Exercise goal:
Restate word for word the run of lines that begins at the one containing "The component shall indicate each instance of the grass" and ends at the last line of the listing.

Extracted material:
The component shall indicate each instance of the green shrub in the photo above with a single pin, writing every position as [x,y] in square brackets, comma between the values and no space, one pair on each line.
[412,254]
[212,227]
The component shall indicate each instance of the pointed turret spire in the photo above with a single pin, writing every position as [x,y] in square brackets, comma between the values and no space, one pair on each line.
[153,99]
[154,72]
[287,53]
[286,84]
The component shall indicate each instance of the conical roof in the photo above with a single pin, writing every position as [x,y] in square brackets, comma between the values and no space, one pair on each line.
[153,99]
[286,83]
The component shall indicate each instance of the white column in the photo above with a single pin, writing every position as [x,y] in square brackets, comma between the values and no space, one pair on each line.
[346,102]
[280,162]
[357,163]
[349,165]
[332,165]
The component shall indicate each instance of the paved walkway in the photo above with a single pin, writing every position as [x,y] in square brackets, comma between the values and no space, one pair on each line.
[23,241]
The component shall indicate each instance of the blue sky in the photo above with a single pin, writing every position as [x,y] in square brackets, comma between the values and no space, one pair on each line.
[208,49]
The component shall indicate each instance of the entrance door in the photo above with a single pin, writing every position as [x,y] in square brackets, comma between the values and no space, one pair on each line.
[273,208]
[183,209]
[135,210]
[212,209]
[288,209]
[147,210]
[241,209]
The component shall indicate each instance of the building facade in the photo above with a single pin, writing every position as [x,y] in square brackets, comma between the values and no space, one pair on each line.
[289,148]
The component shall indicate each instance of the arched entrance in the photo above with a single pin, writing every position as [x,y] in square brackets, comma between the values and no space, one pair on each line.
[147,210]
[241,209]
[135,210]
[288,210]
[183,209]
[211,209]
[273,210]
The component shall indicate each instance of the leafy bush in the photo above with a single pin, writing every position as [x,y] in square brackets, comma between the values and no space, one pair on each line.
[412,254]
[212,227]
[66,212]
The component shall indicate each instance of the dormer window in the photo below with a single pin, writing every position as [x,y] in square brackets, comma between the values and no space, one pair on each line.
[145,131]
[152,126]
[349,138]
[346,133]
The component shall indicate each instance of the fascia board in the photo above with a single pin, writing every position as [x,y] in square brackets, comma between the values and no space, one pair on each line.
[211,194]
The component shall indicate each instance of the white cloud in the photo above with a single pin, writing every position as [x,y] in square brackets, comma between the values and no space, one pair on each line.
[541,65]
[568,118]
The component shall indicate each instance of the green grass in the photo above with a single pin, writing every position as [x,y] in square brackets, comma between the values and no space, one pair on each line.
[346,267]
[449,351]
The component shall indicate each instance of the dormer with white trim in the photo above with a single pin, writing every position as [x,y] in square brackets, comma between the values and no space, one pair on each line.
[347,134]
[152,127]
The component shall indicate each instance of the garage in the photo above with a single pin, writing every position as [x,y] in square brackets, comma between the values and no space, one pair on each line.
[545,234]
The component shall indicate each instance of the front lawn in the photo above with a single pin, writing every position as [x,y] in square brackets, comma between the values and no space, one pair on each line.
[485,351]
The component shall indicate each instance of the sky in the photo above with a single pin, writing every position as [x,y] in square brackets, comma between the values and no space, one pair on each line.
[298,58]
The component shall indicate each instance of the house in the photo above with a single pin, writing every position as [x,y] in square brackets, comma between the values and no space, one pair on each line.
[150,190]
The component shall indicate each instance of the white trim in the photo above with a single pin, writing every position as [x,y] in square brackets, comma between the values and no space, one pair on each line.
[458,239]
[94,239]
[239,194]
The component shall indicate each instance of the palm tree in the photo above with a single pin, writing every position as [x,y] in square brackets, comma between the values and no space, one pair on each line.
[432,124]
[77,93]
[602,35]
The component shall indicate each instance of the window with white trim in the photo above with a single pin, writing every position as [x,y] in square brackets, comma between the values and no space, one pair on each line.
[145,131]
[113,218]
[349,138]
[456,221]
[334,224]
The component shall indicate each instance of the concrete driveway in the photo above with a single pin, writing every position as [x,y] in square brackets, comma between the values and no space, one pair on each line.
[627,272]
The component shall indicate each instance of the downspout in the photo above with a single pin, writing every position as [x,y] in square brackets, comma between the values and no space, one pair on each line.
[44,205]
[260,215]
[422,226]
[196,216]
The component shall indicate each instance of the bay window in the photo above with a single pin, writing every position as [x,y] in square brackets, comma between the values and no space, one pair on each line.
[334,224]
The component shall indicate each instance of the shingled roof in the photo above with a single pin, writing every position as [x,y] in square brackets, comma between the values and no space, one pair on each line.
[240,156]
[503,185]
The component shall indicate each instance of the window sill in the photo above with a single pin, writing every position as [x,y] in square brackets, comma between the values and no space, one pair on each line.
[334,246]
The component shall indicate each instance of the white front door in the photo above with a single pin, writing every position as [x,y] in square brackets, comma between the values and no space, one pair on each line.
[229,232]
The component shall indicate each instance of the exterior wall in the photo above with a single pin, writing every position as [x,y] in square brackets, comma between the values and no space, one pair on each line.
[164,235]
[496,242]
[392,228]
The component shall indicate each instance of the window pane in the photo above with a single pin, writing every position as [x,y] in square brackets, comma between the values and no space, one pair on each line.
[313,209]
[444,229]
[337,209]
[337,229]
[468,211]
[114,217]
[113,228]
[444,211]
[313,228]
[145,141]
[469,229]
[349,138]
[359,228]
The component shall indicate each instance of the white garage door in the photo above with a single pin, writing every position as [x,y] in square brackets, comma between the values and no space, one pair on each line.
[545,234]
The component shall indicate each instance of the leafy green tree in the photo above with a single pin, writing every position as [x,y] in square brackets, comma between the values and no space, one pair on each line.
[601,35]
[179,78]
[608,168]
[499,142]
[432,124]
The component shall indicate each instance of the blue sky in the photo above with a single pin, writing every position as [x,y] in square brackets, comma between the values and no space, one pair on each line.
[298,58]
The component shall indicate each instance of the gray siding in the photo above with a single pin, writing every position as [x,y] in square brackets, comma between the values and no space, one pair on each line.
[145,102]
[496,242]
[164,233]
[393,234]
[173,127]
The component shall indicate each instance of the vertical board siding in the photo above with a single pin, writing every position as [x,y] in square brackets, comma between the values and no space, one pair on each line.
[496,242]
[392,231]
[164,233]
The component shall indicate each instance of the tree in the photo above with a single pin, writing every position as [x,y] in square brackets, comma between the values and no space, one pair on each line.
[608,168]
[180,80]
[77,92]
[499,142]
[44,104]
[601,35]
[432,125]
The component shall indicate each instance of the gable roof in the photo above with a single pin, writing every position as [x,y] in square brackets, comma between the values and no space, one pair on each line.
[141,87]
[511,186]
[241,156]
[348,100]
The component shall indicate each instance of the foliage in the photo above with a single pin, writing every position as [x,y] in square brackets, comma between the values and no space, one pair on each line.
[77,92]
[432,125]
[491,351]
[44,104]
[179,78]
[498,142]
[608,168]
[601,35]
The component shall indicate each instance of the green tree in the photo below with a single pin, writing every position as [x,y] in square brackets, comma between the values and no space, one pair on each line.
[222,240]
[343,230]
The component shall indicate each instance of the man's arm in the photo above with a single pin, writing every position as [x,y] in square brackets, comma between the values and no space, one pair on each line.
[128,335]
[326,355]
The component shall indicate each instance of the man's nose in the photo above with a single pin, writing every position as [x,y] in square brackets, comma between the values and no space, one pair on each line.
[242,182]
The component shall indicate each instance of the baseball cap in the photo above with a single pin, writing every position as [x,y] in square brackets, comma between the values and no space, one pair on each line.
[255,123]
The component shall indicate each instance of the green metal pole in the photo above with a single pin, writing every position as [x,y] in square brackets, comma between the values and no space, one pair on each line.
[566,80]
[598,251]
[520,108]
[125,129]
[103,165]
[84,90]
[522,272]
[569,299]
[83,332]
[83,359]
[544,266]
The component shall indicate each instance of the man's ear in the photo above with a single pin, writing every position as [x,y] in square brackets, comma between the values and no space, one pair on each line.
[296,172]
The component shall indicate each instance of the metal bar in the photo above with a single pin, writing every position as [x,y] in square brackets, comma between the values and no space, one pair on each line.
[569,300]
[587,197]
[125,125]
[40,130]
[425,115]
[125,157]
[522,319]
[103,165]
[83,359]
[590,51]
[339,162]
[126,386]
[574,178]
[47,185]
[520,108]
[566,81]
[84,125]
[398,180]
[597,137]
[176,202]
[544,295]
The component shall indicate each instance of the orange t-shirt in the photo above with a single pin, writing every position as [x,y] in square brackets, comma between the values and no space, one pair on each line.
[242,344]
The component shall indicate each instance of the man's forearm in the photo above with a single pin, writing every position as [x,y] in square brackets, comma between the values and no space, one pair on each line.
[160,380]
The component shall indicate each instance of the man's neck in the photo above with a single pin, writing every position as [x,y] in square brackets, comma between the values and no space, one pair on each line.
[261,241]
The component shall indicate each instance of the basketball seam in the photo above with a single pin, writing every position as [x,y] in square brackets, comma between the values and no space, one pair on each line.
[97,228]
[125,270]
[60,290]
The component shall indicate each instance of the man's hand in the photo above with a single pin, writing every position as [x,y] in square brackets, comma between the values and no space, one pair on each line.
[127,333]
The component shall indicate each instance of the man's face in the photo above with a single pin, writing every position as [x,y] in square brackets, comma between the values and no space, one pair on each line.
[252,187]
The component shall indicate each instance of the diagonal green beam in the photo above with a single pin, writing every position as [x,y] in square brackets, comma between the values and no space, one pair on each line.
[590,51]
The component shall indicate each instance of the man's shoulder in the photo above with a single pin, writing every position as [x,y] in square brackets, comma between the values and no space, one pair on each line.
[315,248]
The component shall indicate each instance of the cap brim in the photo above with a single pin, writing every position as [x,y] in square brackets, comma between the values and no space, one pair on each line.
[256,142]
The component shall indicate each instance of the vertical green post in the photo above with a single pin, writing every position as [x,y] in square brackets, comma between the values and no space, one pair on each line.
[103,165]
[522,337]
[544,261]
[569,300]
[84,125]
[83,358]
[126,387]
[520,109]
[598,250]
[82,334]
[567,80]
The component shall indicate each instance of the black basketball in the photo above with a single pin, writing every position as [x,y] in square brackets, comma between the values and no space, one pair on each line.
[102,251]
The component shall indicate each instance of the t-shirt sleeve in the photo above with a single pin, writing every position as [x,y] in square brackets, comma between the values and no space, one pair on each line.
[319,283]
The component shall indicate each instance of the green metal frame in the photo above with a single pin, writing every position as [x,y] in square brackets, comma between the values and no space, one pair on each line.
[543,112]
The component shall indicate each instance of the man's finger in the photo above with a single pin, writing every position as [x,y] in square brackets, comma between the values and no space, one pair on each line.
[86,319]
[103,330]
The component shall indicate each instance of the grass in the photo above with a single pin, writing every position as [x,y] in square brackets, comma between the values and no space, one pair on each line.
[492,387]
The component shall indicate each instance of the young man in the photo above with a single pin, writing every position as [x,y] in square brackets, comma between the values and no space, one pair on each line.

Output for this task:
The component shall indicate each instance of the grass in the photo above with a single pin, writing every position as [x,y] in square brackets, comma between the values and no space, one pair on each line.
[492,387]
The component shall indicate each instance of the young man in the photo above with a single pin, writing every position as [x,y] in square brackets, comma between the values and no space, one pair on each line.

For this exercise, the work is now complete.